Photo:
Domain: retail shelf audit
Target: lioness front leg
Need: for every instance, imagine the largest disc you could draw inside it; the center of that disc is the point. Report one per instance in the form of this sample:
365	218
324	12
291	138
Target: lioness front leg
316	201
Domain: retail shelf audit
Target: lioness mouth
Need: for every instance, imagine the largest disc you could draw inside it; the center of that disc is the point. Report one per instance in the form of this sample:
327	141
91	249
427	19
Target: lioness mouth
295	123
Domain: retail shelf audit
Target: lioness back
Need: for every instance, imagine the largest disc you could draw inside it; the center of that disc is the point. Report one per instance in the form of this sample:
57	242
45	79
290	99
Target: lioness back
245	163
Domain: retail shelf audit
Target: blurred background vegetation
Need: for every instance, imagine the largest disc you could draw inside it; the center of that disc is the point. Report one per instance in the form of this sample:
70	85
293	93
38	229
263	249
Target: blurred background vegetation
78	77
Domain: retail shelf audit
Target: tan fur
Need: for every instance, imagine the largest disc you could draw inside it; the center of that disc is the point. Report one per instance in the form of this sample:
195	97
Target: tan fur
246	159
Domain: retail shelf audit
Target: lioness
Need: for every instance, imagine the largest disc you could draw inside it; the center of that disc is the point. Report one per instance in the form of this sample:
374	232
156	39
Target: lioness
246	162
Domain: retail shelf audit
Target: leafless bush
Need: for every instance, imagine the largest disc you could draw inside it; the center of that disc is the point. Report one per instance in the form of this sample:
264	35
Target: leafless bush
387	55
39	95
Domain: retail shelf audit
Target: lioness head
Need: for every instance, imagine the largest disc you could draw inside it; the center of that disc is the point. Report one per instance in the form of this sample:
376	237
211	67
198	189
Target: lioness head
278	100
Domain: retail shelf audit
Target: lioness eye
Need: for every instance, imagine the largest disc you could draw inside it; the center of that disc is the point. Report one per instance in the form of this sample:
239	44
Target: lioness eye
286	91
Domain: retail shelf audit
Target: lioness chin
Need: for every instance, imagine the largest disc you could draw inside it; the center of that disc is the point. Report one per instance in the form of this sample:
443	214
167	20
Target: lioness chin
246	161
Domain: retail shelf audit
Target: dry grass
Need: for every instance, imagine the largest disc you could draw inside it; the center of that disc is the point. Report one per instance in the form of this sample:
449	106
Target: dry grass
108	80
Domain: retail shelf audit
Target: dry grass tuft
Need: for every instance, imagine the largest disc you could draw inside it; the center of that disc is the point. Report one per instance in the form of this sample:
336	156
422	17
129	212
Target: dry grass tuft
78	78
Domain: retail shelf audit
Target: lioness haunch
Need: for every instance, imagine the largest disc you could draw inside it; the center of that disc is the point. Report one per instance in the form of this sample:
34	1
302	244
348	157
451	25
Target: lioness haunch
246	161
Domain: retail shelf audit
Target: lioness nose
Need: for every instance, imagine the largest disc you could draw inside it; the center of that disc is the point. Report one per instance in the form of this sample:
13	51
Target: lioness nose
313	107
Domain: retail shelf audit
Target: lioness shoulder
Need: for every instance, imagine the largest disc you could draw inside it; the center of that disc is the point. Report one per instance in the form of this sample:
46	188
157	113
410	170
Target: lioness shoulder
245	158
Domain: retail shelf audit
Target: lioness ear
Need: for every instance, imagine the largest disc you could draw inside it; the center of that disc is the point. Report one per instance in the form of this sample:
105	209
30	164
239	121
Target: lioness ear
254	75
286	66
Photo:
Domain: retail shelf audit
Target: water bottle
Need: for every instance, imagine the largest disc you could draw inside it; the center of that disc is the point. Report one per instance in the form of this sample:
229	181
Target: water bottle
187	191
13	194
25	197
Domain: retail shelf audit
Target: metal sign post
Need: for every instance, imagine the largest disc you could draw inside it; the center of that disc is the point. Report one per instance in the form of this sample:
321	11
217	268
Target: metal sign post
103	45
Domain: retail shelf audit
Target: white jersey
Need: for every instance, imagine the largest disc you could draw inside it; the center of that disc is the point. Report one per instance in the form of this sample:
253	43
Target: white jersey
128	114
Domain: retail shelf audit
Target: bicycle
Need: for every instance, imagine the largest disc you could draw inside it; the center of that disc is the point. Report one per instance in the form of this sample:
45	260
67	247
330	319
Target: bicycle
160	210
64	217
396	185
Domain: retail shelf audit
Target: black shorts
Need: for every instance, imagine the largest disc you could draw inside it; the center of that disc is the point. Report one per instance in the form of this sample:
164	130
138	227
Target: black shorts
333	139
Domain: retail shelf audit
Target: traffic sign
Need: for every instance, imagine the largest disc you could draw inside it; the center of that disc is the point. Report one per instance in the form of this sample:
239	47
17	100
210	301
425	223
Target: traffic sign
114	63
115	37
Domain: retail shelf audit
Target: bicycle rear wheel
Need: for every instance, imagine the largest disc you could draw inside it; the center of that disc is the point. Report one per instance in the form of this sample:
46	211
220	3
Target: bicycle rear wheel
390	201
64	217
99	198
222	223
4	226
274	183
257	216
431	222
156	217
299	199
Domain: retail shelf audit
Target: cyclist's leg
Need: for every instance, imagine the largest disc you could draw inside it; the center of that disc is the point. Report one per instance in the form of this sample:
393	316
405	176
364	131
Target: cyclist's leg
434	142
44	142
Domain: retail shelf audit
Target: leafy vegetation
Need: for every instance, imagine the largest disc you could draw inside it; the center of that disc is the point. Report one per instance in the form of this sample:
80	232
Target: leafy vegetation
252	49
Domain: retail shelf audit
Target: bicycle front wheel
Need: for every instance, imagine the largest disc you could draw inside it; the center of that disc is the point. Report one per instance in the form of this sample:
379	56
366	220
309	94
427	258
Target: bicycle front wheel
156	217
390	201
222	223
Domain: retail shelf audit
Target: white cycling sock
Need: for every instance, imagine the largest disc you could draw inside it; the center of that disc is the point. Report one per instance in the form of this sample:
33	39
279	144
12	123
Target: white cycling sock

▶ TASK OBJECTIVE: Retype the data in full, precisely as given.

▶ TASK RESULT:
Photo:
Domain: retail shelf audit
Target: lioness front leg
Need: for every instance, imagine the largest disc you could draw inside it; the center of that disc is the point. Report one per instance in the form of this sample:
365	218
324	12
291	138
Target: lioness front leg
316	201
Domain: retail shelf audit
Target: lioness mouth
Need: for every instance, imagine the largest disc you could draw inside it; the center of that disc is the point. Report one per instance in the form of this sample:
327	141
91	249
427	19
Target: lioness mouth
295	123
Domain: retail shelf audit
Target: lioness back
Need: for every instance, imagine the largest disc you could draw inside it; the center of that disc is the point. Report one per instance in the form of this sample:
57	242
45	79
290	99
Target: lioness back
245	163
Domain: retail shelf audit
Target: blurred background vegetation
Need: for every instance, imagine the largest disc you could draw inside it; the center of that disc is the point. Report one per instance in the form of this sample:
70	85
293	93
38	229
263	249
Target: blurred background vegetation
78	77
Domain: retail shelf audit
Target: tan fur
Need: for every instance, imagine the largest disc you could draw inside it; the center of that disc is the point. Report one per instance in the form of this sample:
195	97
Target: tan fur
246	159
Domain: retail shelf audit
Target: lioness
Need: for every instance, imagine the largest disc you could draw inside it; the center of that disc is the point. Report one per instance in the form of this sample:
374	232
156	39
Target: lioness
246	162
Domain: retail shelf audit
Target: leafless bush
Need: for every instance, imagine the largest disc you could draw inside it; the center of that disc is the point. Report one per instance in the form of this sample:
264	35
Target: leafless bush
387	55
39	95
Domain: retail shelf audit
Target: lioness head
Need: for every instance, imagine the largest disc you could draw inside it; the center of that disc is the point. Report one per instance in the form of this sample:
376	237
211	67
198	189
Target: lioness head
278	100
Domain: retail shelf audit
Target: lioness eye
Need: for every instance, imagine the largest disc you could draw inside it; the center of that disc is the point. Report one per instance in the form of this sample:
239	44
Target: lioness eye
286	91
Domain: retail shelf audit
Target: lioness chin
Need: for every instance, imagine the largest disc you could draw inside it; the center of that disc is the point. Report one per instance in the form of this sample:
443	214
167	20
Target: lioness chin
246	161
Domain: retail shelf audit
Target: dry grass
Need: for every instance, imagine the largest disc you could draw inside it; the center of that disc is the point. Report one per instance in the form of this sample:
449	106
Target: dry grass
108	80
Domain: retail shelf audit
Target: dry grass tuft
Need: for every instance, imagine the largest disc you could draw inside it; the center of that disc is the point. Report one per instance in the form of this sample:
336	156
422	17
129	212
Target: dry grass tuft
78	78
Domain: retail shelf audit
Target: lioness haunch
Need: for every instance, imagine the largest disc you could draw inside it; the center of that disc is the point. Report one per instance in the form of this sample:
34	1
302	244
348	157
451	25
Target: lioness haunch
246	161
Domain: retail shelf audit
Target: lioness nose
Need: for every instance, imagine the largest disc you could draw inside it; the center of that disc is the point. Report one per instance in the form of this sample:
13	51
Target: lioness nose
313	107
Domain: retail shelf audit
Target: lioness shoulder
Need: for every instance, imagine the largest disc you could draw inside it; the center of that disc is the point. Report one per instance in the form of this sample:
46	188
157	113
410	170
Target: lioness shoulder
245	158
Domain: retail shelf audit
Target: lioness ear
Need: for every instance, imagine the largest disc you could draw inside it; the center of that disc is the point. Report one per instance in the form of this sample:
105	209
30	164
239	121
Target: lioness ear
254	75
286	66
Photo:
Domain: retail shelf audit
Target: water bottle
Need: for every instance, imagine the largest disc you could draw inside it; the center of that disc is the point. Report one per instance in the form of this sample:
229	181
Target: water bottle
187	191
13	194
25	197
Domain: retail shelf audit
Target: metal sign post
Need: for every instance, imagine the largest disc you could draw inside it; the center of that disc is the point. Report one per instance in the form of this sample:
321	11
217	268
Target: metal sign post
103	45
Domain: retail shelf audit
Target: white jersey
Need: for every instance, imagine the largest disc you could draw inside it; the center of that disc is the point. Report one per instance in the form of this sample:
253	43
Target: white jersey
128	114
Domain: retail shelf audit
Target: bicycle
Need: for every instance, imagine the largest disc you could draw inside it; the center of that disc is the point. Report one per instance in the form of this sample:
45	260
67	247
330	319
Target: bicycle
160	210
64	217
396	185
Domain: retail shelf audit
Target: black shorts
Need: for every instance, imagine the largest disc you could draw inside it; the center of that disc is the point. Report one per instance in the form of this sample:
164	130
138	227
Target: black shorts
333	139
Domain: retail shelf audit
Target: traffic sign
Need: for every instance, imagine the largest disc you could draw inside it; the center of that disc is the point. Report one per instance in the form of this sample:
239	47
17	100
210	301
425	223
Target: traffic sign
114	63
115	37
Domain: retail shelf audit
Target: bicycle rear wheel
Need: for every instance, imagine the largest disc you could draw inside it; the center of that disc is the point. Report one per instance in the form of this sample:
46	211
220	3
Target: bicycle rear wheel
390	201
64	217
99	198
222	223
4	226
274	183
257	216
431	222
156	217
299	199
Domain: retail shelf audit
Target: cyclist's leg
Need: for every instance, imagine the largest disc you could draw inside it; the center of that disc is the point. Report one per instance in the form of this sample:
393	316
405	176
364	131
Target: cyclist's leg
434	142
44	142
Domain: retail shelf audit
Target: leafy vegetation
Need: for every instance, imagine the largest disc you could draw inside it; the center of that disc is the point. Report one per instance in the form of this sample:
80	232
Target: leafy vegetation
252	49
Domain: retail shelf audit
Target: bicycle front wheel
Need: for every instance, imagine the largest disc you could draw inside it; the center of that disc is the point. Report one per instance in the form of this sample:
379	56
366	220
309	94
427	258
Target: bicycle front wheel
156	217
390	201
222	223
Domain: retail shelf audit
Target: white cycling sock
Need: for every instance, imagine the largest disc you could draw inside it; the center of that disc is the point. Report one per instance in the form of this sample:
33	39
279	144
12	123
Target: white cycling sock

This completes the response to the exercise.